EXERCISE DETAILS
Turn the lines from the one with "Practice. Indicate each instance of the tree canopy" to the one with "x=173, y=382", both included, into a numbered list, leaving out any blank lines.

SUPPLIED MATERIAL
□ □ □

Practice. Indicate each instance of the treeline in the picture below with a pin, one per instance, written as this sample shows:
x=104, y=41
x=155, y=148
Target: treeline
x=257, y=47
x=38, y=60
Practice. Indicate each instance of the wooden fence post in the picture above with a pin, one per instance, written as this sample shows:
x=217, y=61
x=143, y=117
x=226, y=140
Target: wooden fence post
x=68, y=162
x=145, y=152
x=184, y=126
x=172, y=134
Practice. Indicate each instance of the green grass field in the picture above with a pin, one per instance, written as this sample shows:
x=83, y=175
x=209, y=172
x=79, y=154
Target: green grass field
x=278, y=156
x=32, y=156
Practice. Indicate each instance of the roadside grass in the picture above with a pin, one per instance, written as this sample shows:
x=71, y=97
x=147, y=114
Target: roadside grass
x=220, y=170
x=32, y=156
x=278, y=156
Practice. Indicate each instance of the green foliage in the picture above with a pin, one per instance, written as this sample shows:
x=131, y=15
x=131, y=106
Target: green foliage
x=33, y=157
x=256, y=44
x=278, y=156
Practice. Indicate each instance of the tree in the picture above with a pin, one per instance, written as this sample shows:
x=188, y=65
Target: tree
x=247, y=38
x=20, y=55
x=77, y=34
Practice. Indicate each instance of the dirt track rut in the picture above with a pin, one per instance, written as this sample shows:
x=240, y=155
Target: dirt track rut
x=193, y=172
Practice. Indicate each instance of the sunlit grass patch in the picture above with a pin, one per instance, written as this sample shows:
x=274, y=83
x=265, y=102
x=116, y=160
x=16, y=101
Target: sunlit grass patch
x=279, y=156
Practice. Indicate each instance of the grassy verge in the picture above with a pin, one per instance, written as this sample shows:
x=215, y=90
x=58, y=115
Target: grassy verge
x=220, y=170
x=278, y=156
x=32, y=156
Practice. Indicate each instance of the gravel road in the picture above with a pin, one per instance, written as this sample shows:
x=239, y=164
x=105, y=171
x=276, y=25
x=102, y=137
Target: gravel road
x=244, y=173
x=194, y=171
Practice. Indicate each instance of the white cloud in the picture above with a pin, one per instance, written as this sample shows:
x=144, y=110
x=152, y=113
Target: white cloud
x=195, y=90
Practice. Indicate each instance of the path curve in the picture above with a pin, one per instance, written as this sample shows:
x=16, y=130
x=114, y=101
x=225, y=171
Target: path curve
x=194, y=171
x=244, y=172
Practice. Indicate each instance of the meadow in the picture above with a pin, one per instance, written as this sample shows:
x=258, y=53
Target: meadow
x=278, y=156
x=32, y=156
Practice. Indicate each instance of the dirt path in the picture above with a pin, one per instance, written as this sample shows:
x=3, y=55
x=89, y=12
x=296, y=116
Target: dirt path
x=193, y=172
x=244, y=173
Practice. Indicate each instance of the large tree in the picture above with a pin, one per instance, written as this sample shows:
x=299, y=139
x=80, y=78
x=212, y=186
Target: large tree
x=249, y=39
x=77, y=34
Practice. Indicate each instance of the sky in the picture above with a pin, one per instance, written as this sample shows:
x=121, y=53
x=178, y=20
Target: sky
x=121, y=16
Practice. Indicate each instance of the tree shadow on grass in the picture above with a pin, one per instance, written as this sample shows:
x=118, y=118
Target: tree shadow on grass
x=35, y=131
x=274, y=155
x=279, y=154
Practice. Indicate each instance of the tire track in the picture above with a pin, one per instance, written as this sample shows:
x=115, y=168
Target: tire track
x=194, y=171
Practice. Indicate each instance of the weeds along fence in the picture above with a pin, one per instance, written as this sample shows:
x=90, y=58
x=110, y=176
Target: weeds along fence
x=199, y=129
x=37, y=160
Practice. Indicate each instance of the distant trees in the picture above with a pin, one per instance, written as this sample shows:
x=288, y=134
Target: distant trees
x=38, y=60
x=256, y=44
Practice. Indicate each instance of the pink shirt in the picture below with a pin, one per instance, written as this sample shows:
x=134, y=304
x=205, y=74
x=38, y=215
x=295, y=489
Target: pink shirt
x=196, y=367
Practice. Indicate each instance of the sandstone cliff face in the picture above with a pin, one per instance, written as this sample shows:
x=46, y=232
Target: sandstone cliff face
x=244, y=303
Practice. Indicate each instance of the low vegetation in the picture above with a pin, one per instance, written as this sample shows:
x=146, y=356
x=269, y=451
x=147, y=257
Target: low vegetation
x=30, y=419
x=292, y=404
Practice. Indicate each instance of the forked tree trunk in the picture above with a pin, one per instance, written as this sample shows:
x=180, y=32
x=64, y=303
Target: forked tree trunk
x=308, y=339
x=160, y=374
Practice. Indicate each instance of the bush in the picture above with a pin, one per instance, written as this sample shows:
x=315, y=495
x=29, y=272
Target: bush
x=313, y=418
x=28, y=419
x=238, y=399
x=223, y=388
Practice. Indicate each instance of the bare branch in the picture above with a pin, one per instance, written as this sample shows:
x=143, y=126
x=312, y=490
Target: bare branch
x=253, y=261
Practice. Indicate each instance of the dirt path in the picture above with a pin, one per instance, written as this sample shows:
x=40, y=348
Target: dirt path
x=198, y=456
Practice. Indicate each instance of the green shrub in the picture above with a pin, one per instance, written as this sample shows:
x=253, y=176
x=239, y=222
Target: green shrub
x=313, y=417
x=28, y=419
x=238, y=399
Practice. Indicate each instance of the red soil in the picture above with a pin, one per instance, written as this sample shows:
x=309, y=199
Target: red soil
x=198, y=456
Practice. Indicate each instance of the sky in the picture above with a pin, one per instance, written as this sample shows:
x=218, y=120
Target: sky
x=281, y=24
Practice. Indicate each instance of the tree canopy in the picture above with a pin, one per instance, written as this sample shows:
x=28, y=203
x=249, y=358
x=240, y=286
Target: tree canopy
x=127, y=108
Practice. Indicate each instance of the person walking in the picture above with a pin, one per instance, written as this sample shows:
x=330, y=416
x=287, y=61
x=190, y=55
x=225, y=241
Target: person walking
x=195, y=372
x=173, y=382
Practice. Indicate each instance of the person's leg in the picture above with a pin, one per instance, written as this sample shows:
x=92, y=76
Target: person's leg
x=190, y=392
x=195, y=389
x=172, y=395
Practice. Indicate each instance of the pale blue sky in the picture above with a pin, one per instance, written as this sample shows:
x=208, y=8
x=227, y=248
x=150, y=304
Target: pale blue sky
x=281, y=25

□ □ □

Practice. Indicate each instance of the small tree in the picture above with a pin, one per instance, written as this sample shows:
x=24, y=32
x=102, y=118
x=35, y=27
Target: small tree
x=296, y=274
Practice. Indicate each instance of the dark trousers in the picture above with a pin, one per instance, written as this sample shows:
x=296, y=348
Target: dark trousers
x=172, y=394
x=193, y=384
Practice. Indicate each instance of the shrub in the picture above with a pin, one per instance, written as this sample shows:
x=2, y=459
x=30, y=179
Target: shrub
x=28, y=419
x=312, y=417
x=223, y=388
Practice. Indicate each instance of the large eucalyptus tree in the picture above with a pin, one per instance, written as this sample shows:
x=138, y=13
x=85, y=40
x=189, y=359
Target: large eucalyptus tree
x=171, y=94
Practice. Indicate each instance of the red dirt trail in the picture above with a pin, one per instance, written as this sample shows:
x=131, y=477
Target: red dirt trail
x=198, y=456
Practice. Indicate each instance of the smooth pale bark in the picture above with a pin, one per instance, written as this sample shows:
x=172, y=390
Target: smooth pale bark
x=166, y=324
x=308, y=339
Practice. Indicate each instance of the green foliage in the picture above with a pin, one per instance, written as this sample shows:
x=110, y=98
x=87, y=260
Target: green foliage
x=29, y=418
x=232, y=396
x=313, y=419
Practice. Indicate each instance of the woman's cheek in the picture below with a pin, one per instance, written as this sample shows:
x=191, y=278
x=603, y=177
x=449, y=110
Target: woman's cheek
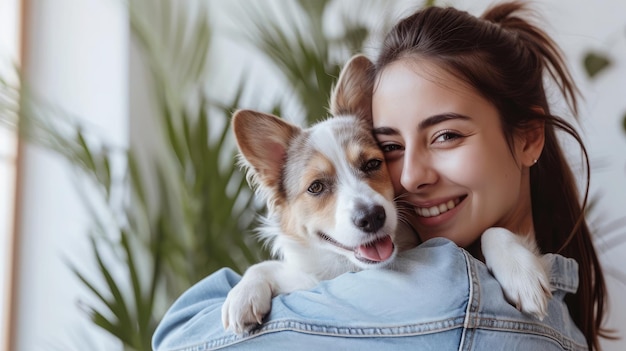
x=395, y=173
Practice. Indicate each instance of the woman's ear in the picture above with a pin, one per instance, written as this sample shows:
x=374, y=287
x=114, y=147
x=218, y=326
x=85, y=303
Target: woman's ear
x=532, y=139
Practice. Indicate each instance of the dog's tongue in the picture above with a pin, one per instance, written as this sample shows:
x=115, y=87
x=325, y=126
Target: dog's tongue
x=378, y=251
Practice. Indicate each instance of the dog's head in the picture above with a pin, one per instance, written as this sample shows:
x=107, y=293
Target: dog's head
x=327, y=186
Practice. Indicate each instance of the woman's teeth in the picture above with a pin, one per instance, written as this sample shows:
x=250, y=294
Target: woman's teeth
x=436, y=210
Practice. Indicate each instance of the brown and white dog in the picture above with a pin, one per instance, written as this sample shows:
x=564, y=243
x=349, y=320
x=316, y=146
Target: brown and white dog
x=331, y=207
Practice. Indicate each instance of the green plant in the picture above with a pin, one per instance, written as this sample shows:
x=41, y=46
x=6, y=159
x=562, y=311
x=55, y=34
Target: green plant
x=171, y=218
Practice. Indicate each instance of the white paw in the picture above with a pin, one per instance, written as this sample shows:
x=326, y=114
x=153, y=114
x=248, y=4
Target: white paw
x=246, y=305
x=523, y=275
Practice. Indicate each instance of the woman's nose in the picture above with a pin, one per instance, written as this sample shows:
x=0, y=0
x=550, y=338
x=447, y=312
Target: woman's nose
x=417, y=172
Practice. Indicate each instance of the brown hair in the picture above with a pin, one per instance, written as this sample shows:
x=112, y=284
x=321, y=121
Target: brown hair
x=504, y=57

□ □ □

OUTPUT OF THE TASK
1. Practice. Indicate each instance of the tree canopy in the picture above with a pin, one per instance, written as this sample shows:
2. x=28, y=203
3. x=249, y=358
4. x=240, y=286
5. Target: tree canopy
6. x=127, y=108
7. Practice. Indicate each instance of the person walking in the picture above with a pin, one per instance, written as this sample shows:
8. x=330, y=416
9. x=287, y=61
10. x=190, y=55
11. x=225, y=241
12. Target: person walking
13. x=195, y=372
14. x=173, y=382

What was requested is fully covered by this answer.